**STORED DATA:**
※ ※ ※

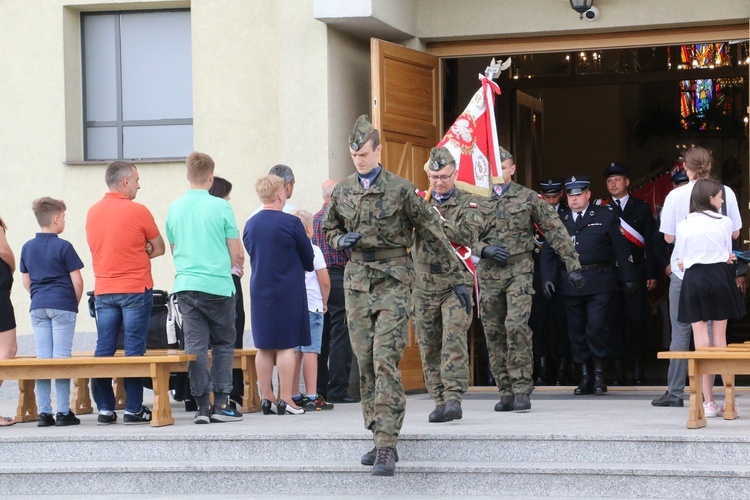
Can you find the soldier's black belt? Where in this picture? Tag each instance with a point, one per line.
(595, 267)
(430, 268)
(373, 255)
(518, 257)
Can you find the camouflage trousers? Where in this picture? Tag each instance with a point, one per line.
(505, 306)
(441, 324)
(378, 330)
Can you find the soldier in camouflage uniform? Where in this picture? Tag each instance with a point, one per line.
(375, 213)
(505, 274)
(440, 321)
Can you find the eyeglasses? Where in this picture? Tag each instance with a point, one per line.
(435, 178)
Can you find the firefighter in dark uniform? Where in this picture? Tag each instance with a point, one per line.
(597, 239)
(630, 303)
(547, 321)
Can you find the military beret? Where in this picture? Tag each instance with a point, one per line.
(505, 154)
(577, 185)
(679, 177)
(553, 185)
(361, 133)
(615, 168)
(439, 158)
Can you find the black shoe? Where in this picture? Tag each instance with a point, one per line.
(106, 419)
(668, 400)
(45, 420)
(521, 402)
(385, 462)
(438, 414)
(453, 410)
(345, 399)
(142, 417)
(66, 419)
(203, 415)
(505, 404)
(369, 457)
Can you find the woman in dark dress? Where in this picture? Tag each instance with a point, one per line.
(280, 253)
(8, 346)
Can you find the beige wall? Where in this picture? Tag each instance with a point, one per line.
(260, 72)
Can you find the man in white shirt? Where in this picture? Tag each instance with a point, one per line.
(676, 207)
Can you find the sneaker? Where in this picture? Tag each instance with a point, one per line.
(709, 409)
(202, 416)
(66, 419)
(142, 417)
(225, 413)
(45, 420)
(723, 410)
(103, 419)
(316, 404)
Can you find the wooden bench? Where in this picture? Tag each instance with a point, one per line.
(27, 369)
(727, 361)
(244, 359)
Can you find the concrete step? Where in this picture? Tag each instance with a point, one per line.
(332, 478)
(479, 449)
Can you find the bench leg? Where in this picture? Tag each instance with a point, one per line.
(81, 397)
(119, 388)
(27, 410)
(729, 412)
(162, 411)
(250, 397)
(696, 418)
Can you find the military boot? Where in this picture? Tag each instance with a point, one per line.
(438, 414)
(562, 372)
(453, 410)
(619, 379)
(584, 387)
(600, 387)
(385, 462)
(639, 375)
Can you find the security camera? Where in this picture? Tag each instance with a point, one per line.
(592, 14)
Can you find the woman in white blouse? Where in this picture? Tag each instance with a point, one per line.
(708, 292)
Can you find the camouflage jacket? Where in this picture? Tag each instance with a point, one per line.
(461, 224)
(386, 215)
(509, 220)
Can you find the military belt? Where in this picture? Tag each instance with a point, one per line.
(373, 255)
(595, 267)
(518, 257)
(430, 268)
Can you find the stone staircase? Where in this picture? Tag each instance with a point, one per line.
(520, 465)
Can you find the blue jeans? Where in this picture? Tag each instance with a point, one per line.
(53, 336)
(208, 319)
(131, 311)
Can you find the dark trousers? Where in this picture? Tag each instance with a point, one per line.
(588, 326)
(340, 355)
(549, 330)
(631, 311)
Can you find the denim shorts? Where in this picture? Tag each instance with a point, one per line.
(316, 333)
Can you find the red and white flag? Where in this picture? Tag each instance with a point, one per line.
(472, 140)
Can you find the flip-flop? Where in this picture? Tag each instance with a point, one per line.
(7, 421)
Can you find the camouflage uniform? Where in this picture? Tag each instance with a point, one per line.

※ ※ ※

**OBJECTIVE:** Please write out the material word for word, starting with the line that contains "Can you find the bench" and ending with the last line of the material, both included.

**FINAL RESULT:**
Can you find the bench leg? Where in this picture? Tag each instance with a point, one per line.
(81, 397)
(119, 388)
(27, 410)
(729, 412)
(162, 411)
(250, 397)
(696, 418)
Can you find the military boot? Where in this picture? Tag each instance with a point, one per line.
(438, 414)
(562, 372)
(453, 410)
(619, 379)
(584, 387)
(600, 387)
(385, 462)
(639, 375)
Can you find the security camera? Where in this picture? Tag each instance with a point, one per line.
(592, 14)
Can you find the woman in white blouse? Where in this picture? Tag each instance with a point, one per line.
(708, 292)
Can you find the camouflage jacket? Where in this picture? Tag each instance with a point, one per line.
(461, 224)
(386, 215)
(509, 220)
Can you find the military belt? Where in this picture? Tag each instance with a point, one per line.
(373, 255)
(595, 267)
(518, 257)
(430, 268)
Can you find the stone staircase? Where in this picture? Tag each instance with a point, one per line.
(520, 465)
Can you find the blue jeans? Where in this picture? Tag each instance with a point, one per line.
(53, 336)
(208, 319)
(131, 311)
Can you find the dark trousers? Where in this picture? Tag each instance with a point, one per line.
(588, 326)
(340, 355)
(549, 330)
(631, 311)
Can you find the denim shorts? Where in this picture? Tag each instance with a point, one per line.
(316, 333)
Can you find the red and white flag? Where in this picture? Tag each instance with a point, one per line.
(472, 140)
Can you find the flip-flop? Where in this picture? Tag each instance with a point, one per line.
(7, 421)
Can you find the camouflage uniform? Where in this picture? Tag each instance with a point, one per line.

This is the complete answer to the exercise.